## The task
How many lines of the entries below contain the string "field"? Case counts. Reply with the number only.

## Records for the exercise
----------

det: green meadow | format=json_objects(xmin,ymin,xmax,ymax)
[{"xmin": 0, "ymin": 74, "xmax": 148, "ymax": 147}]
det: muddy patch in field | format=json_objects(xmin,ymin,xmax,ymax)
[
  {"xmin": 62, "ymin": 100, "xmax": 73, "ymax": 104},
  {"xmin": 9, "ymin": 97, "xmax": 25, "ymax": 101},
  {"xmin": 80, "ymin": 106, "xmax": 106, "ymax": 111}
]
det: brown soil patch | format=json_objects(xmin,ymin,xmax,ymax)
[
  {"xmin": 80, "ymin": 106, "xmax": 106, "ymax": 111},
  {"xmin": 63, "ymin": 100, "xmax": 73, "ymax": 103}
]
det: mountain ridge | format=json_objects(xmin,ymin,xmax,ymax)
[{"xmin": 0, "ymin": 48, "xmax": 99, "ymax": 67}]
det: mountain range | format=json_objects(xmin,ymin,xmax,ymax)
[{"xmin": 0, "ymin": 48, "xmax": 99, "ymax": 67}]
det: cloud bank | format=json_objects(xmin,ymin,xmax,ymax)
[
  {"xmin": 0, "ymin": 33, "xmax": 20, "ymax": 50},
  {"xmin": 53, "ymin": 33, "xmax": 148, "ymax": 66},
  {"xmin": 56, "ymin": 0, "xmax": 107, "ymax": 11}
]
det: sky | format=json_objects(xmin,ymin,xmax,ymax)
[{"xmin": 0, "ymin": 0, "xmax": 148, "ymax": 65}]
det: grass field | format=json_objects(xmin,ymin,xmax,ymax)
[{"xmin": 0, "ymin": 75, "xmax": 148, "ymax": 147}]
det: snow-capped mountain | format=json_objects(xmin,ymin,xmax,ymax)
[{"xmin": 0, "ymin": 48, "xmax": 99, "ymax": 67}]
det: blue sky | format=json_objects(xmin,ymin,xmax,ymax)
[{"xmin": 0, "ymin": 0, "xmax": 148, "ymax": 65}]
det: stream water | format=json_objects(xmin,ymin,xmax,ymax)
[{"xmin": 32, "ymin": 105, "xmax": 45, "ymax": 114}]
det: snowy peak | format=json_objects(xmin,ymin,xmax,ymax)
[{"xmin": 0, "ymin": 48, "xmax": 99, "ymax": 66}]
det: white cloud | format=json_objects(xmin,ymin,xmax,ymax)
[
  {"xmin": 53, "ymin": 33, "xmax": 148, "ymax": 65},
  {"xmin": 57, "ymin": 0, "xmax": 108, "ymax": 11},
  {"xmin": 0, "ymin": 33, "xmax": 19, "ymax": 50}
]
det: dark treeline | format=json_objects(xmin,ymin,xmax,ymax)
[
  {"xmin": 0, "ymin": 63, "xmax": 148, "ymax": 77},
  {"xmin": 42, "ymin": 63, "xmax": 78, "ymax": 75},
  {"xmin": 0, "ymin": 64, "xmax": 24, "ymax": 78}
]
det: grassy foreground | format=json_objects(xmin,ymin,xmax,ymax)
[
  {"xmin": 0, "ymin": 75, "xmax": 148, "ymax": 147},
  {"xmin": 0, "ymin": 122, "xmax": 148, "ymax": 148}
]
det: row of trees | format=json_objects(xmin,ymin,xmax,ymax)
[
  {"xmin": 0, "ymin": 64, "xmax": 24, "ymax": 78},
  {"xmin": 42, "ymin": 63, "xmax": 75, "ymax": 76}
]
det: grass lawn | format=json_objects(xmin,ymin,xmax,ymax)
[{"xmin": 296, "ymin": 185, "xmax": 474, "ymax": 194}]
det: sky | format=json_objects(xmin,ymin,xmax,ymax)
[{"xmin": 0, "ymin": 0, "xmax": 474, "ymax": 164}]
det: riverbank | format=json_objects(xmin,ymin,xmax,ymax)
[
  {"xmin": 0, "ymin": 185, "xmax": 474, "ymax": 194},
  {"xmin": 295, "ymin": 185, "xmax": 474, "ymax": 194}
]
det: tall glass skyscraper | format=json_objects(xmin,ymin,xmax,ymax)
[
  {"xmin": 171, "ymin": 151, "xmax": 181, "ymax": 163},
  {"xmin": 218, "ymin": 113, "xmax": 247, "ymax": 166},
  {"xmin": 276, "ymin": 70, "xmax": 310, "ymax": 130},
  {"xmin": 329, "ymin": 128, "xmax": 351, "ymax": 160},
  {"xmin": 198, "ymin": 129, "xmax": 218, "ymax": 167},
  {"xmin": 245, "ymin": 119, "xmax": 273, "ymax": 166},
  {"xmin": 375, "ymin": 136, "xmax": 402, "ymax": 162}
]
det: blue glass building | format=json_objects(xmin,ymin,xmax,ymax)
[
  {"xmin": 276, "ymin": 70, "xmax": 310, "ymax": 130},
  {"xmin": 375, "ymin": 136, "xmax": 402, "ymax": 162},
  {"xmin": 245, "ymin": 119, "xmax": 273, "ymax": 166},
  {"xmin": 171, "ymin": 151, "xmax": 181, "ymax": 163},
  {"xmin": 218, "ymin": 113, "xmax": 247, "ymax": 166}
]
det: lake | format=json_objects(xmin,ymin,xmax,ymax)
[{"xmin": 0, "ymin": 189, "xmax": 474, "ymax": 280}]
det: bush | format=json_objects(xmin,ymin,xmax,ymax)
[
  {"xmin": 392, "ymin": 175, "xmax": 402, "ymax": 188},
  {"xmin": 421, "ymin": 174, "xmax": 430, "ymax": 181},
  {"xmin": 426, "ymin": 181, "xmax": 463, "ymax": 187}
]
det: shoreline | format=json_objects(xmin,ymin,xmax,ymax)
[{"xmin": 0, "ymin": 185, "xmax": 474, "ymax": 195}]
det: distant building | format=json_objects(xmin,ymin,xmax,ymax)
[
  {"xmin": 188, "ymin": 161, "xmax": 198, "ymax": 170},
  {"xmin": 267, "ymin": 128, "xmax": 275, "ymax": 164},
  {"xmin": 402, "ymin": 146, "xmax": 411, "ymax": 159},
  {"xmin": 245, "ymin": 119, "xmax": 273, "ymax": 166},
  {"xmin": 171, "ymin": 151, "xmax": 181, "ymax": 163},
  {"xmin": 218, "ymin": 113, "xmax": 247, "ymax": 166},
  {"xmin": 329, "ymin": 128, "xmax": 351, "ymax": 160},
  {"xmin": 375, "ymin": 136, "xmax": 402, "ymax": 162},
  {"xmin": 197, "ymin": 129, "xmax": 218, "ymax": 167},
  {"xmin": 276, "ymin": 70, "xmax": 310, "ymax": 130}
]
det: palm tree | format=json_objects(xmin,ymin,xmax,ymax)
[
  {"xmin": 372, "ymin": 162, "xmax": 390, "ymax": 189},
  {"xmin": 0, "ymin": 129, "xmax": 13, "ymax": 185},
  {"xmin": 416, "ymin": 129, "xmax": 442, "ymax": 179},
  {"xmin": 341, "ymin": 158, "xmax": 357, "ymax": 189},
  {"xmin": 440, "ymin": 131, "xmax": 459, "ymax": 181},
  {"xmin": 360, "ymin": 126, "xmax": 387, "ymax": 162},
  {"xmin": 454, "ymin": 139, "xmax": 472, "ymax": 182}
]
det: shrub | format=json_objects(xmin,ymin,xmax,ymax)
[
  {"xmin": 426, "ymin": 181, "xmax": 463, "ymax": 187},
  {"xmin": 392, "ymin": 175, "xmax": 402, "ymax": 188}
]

----------

## Finished exercise
2